--- EXERCISE TASK A ---
Repeat a passage from the article on blank-firing guns word for word. Begin at the words "Detective Superintendent Nick" and stop after "that we recover.".
--- EXERCISE TASK B ---
Answer these questions from the article on blank-firing guns:
(i) For as little as what price can criminals order blank-firing guns online?
(ii) According to detectives, where do many of the blank-firing guns come from?
(iii) Which type of pistol is named as one of the most common?

--- SELECTED EXCERPT ---
• • • • • • •

Violent Britain: Police chiefs call for new laws to stop criminals buying guns

Violent Britain: Police chiefs call for new laws to stop criminals buying guns

NEW laws are needed to prevent Britain's most dangerous criminals from ordering blank-firing guns online for as little as £100 and converting them into deadly weapons, Scotland Yard declared yesterday.

Pistols available to purchase for just over £100 are being imported from abroad and converted into lethal weapons in makeshift factories across the UK, including in London and Manchester, detectives said. Senior police officers want possession of these weapons to be made illegal amid fears organised crime gangs are increasingly turning to them as the supply of regular firearms is cut off.

Many of the blank-firing guns come from mainland Europe, detectives said, and officers are trying to “block off those routes where we possibly can”.

But chiefs accept that this “will not be a quick fix”.

One of the most common types is the Turkish Retay pistol, that can be legally imported and owned in the UK in its blank firing state.

Detective Superintendent Nick Blackburn from the Met’s Specialist Crime Command said: “The main threat, at the moment, in terms of importation is blank firers, being converted within the UK.

“We’re seeing a rise in the number of converted blank firing weapons that we recover.

“Most notably we’ve seen a rise in Retay pistols which have Turkish origin. These pistols can be converted with relatively basic knowledge and made into a lethal-barrelled weapon using converted ammunition.

• • • • • • •

--- RECORD EXTRACTS ---
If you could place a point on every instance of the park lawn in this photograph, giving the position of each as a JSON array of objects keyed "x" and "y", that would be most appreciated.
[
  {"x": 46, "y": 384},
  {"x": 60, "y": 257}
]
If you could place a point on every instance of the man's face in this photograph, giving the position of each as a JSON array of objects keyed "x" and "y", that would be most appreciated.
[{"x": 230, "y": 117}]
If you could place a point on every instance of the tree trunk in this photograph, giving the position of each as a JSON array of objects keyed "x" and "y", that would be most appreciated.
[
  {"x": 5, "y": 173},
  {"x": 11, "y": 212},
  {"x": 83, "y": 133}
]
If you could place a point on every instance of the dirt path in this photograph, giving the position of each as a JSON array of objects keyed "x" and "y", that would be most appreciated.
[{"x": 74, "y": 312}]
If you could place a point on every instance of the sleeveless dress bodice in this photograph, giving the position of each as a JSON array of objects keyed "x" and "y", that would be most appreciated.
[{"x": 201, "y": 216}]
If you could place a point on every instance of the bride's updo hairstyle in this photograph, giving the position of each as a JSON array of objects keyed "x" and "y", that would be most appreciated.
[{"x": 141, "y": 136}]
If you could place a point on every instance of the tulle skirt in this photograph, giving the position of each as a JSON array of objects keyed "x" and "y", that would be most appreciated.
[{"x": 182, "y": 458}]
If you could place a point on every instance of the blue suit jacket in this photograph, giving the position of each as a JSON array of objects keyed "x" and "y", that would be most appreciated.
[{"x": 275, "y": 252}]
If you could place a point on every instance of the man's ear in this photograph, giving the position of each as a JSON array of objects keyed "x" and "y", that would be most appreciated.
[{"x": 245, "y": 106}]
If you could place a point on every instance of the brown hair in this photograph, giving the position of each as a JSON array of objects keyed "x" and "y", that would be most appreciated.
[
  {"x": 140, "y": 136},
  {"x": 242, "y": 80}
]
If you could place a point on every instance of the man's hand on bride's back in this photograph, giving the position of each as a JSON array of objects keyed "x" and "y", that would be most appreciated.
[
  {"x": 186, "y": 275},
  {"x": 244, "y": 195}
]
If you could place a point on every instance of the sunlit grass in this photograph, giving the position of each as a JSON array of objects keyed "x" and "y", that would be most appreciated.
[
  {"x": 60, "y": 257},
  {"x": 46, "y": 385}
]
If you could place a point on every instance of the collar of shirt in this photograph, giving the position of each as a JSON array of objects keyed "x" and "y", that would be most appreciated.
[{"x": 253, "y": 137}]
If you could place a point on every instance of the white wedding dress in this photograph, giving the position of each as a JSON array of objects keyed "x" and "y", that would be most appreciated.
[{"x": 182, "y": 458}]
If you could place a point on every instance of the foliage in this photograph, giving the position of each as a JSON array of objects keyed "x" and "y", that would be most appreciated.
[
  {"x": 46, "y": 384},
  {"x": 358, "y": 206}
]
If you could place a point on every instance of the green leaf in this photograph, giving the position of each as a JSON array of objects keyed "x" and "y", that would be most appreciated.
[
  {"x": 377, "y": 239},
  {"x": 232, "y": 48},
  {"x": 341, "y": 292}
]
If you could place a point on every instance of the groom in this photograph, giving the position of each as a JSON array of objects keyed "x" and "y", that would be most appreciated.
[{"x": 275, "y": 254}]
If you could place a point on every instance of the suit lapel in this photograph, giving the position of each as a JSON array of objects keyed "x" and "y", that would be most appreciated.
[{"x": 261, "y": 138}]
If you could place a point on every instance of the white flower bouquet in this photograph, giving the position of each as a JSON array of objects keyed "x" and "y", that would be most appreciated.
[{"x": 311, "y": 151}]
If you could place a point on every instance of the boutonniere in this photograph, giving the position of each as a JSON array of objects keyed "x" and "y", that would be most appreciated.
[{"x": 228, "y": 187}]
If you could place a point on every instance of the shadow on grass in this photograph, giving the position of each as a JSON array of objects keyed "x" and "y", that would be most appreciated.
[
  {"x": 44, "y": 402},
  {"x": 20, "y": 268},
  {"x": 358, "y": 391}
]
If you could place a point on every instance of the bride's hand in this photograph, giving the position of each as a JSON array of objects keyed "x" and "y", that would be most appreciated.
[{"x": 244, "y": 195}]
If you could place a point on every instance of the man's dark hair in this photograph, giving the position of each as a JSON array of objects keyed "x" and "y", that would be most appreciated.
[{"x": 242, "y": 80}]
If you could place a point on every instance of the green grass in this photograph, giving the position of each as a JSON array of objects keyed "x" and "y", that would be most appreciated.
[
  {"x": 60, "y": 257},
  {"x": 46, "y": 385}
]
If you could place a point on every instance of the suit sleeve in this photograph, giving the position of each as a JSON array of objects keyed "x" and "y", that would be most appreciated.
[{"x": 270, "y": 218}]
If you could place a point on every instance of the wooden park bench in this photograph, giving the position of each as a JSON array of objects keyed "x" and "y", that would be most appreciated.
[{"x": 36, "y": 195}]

• • • • • • •

--- WRITTEN SOLUTION A ---
Detective Superintendent Nick Blackburn from the Met’s Specialist Crime Command said: “The main threat, at the moment, in terms of importation is blank firers, being converted within the UK.

“We’re seeing a rise in the number of converted blank firing weapons that we recover.

--- WRITTEN SOLUTION B ---
(i) As little as £100.
(ii) Mainland Europe.
(iii) The Turkish Retay pistol.